***** DOKUMENT *****
OLG Rostock 08. Mai 2015
3 W 94/14
GrdstVG §§ 1 Abs. 3, 2 Abs. 3

Freigrenzen nach GrdstVG bei Veräußerung einer Teilfläche; Größe der Teilfläche maßgeblich; Prüfungskompetenz des Grundbuchamts

DNotI
Deutsches Notarinstitut
letzte Aktualisierung: 9.12.2015
OLG Rostock, 8.5.2015 - 3 W 94/14

GrdstVG §§ 1 Abs. 3, 2 Abs. 3
Freigrenzen nach GrdstVG bei Veräußerung einer Teilfläche; Größe der Teilfläche
maßgeblich; Prüfungskompetenz des Grundbuchamts

1. Das Grundbuchamt hat selbstständig zu prüfen, ob ein Rechtsvorgang in den Bereich des
Grundstücksverkehrsgesetzes fällt oder ob ein Befreiungstatbestand vorliegt. Dabei ist es weder
berechtigt noch verpflichtet, eigene Ermittlungen anzustellen. Es hat vielmehr aufgrund der ihm
vorliegenden Erkenntnisquellen zu entscheiden, ob Genehmigungsfreiheit besteht.
2. Gemäß § 1 Abs. 3 GrdstVG ist Grundstück i. S. d. Gesetzes – und damit auch des
Ausführungsgesetzes des Landes Mecklenburg-Vorpommern zum Grundstücksverkehrsgesetz
(AGGrdstVG M-V) – auch ein Teil eines Grundstücks. Demzufolge ist im Fall einer normierten
Freigrenze bei Veräußerung eines realen Teils eines Grundstücks für die
Genehmigungsbedürftigkeit die Größe des veräußerten Teils entscheidend und nicht die des
Gesamtgrundstücks.

Gründe

I.
***** BEREITGESTELLTES MATERIAL *****
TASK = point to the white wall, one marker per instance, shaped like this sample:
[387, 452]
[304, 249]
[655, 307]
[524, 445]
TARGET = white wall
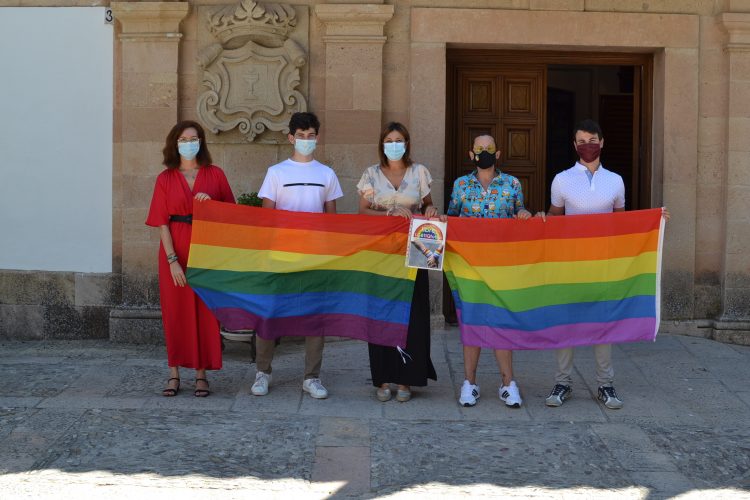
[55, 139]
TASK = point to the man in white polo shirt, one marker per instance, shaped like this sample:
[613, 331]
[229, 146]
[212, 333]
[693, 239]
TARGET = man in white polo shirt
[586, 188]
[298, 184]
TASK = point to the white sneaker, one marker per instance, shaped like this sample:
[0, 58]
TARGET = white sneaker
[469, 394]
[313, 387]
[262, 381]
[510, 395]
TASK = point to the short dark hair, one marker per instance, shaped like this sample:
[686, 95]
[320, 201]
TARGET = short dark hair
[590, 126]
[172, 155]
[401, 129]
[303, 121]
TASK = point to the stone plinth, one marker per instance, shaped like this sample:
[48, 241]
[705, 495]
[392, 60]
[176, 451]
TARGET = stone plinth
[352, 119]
*****
**AUFGABE 1:**
Gib anhand des Dokuments zum Grundstücksverkehrsgesetz an, wessen Größe bei der Veräußerung eines realen Teils eines Grundstücks für die Genehmigungsbedürftigkeit entscheidend ist.
**AUFGABE 2:**
Führe das Dokument zum Grundstücksverkehrsgesetz im Anschluss an die Überschrift „I.“ unter „Gründe“ fort.

**ANTWORT 1:**
Entscheidend ist die Größe des veräußerten Teils, nicht die des Gesamtgrundstücks.

**ANTWORT 2:**
Bei dem im Rubrum näher bezeichneten Grundstück handelt es sich - ebenso
wie bei den weiteren im selben Grundbuchblatt unter den laufenden Nummern
5 und 6 gebuchten Grundstücken - im Wesentlichen um landwirtschaftlich
genutzte Flächen.
Mit notariell beurkundetem Vertrag vom 05.05.2014 (UR-Nr. 515/2014 der
Notarin W.) übertrug die eingetragene Eigentümerin einen Teil des im Rubrum
genannten Grundstücks, nämlich das Flurstück 67/10 mit einer Größe von
2.102 m² an ihre Tochter, die weitere Beteiligte. Mit Urkunde vom gleichen Tag
übertrug sie das Flurstück 67/11 mit einer Größe von 2.051 m² an ihre weitere
Tochter und ihren Schwiegersohn.
Auf den Antrag der Urkundsnotarin vom 19.05.2014 auf Eintragung der
Eigentumsumschreibung hat das Amtsgericht unter dem 22.05.2014 eine
Zwischenverfügung erlassen, in der es wie folgt heißt:
"Der beantragten Eintragung steht folgendes Hindernis entgegen: Zum Vollzug
der Eigentumsumschreibung ist die Genehmigung nach § 2 des
Grundstücksverkehrsgesetzes (GrdstVG) vorzulegen, ggfs. ein Negativzeugnis
nach § 5 GrdstVG. Nach der Rechtsprechung ist unter dem Grundstück i. S. d.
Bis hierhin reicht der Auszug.